Task details: Stopping at the line that holds "Quiz Question: What are the coordinates of the evergreen", repeat the lines below exactly, starting from the very first and including that final line.

-- Dataset records follows --

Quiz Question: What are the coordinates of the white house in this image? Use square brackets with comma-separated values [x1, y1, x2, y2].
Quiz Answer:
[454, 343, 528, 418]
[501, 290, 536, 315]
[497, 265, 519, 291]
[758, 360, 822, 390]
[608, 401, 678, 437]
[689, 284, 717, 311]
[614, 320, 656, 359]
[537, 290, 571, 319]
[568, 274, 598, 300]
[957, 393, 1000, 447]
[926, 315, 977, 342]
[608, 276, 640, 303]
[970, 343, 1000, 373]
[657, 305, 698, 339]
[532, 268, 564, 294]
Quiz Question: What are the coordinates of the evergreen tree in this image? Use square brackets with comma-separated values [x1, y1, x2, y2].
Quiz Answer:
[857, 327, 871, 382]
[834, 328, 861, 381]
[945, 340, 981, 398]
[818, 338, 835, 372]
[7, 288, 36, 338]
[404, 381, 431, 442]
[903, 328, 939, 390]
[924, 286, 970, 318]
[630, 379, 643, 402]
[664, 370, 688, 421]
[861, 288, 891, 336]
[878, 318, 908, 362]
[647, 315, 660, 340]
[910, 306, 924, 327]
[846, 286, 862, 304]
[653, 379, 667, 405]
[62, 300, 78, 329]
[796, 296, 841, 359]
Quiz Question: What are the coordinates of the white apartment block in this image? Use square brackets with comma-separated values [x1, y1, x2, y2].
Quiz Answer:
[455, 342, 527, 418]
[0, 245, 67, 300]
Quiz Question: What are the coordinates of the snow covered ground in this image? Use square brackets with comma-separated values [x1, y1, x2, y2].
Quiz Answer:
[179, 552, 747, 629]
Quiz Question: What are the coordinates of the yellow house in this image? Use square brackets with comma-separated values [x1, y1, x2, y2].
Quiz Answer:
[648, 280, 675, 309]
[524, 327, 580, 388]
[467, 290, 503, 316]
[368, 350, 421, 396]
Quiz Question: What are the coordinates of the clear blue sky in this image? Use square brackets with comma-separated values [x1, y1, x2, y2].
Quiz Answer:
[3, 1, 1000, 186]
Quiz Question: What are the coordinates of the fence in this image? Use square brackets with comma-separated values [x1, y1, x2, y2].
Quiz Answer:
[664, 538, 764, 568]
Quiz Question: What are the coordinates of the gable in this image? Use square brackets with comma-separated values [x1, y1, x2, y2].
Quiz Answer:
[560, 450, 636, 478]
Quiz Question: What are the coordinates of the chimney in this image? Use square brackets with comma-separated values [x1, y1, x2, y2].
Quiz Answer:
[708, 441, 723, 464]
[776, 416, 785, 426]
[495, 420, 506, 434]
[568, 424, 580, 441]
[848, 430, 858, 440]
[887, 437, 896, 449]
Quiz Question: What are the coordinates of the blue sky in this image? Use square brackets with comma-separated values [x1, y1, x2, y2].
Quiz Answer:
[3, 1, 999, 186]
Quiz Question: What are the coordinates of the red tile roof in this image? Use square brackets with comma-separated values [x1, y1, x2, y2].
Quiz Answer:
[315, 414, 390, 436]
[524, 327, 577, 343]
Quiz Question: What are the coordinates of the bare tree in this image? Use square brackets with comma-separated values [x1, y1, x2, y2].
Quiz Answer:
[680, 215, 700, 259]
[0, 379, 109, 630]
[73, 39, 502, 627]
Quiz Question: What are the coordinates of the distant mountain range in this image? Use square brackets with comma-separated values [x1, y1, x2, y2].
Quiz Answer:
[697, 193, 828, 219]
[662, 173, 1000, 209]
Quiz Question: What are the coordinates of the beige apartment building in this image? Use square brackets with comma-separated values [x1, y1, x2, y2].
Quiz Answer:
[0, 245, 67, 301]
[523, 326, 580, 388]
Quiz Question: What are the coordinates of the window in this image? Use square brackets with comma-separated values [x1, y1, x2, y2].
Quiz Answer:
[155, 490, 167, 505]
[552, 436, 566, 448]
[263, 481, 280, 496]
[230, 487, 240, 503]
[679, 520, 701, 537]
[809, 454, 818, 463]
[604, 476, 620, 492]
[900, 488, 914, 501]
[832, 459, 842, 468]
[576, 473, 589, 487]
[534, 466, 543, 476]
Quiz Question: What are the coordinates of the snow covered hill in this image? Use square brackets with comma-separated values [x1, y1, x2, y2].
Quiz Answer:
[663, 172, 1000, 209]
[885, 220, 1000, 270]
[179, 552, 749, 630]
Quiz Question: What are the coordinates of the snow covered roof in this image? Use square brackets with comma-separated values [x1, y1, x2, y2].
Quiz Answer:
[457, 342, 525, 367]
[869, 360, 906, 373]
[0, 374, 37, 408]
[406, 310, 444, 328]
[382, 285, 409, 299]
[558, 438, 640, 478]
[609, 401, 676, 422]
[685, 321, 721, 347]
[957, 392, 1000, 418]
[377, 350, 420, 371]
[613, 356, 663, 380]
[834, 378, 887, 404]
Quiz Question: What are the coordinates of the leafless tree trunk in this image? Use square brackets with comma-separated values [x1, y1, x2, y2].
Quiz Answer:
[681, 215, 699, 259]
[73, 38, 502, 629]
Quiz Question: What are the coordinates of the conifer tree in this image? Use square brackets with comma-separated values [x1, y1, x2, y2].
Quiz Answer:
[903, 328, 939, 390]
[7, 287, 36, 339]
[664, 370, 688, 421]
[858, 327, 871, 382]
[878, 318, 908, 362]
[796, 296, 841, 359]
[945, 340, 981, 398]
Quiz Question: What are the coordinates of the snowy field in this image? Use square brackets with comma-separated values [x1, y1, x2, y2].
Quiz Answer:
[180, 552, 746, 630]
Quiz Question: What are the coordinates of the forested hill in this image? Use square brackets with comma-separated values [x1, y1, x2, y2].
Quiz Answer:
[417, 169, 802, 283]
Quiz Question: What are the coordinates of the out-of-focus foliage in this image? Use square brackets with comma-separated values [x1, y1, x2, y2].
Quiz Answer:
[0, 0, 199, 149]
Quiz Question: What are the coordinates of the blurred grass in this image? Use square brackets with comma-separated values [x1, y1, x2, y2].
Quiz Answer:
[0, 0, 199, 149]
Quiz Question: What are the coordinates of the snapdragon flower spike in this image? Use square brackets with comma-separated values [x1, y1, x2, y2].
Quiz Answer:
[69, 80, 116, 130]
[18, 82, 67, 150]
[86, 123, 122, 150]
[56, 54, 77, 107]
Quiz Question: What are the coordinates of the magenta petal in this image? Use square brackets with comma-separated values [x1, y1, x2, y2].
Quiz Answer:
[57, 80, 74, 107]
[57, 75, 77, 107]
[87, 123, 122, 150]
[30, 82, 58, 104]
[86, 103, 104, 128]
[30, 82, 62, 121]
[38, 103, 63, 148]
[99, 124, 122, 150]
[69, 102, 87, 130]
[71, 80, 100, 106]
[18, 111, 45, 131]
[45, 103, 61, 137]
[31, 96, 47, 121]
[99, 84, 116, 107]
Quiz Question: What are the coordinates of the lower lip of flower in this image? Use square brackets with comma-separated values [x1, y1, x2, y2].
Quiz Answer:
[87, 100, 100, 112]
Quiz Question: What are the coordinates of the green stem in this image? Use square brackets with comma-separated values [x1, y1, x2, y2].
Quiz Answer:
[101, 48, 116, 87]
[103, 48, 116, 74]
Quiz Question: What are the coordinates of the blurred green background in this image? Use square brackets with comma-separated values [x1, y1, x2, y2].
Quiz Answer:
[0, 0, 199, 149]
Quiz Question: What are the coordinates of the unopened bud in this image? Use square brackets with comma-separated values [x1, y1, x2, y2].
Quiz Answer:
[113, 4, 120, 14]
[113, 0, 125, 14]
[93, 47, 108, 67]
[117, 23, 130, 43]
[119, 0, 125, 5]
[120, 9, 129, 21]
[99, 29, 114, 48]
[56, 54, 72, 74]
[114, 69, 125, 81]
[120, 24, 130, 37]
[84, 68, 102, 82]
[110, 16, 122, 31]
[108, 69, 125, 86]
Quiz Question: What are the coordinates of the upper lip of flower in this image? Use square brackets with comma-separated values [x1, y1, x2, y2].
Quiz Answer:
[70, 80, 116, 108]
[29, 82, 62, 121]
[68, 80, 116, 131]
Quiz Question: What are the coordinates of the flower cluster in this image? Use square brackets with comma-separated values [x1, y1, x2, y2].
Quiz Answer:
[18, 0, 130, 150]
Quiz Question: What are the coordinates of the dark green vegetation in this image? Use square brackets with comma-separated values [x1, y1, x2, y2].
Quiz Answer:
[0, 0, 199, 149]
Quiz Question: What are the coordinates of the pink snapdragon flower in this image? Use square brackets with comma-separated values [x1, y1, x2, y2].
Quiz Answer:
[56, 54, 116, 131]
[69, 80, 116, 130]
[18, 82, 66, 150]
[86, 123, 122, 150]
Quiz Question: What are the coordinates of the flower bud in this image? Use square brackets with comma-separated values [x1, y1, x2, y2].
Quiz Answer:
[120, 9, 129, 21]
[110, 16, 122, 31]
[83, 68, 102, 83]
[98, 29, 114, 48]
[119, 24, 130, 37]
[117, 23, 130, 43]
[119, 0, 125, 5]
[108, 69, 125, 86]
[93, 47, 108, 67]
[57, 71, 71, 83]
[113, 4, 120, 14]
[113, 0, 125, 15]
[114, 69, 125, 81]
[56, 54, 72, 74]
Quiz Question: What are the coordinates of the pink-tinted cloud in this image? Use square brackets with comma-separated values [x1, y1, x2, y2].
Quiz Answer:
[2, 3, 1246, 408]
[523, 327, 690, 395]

-- Dataset records concluded --

Response area:
Quiz Question: What are the coordinates of the white house in this image? Use square brackets with comma-separated values [x1, y1, x2, y2].
Quiz Answer:
[454, 343, 528, 418]
[501, 290, 536, 315]
[497, 265, 519, 291]
[758, 360, 822, 390]
[608, 401, 678, 437]
[689, 284, 717, 311]
[614, 320, 656, 359]
[537, 290, 571, 319]
[568, 274, 598, 300]
[957, 393, 1000, 447]
[926, 315, 977, 342]
[608, 276, 640, 303]
[970, 343, 1000, 373]
[657, 305, 698, 339]
[532, 268, 564, 294]
Quiz Question: What are the coordinates of the evergreen tree in this image? Use square brackets with comma-separated values [x1, y1, x2, y2].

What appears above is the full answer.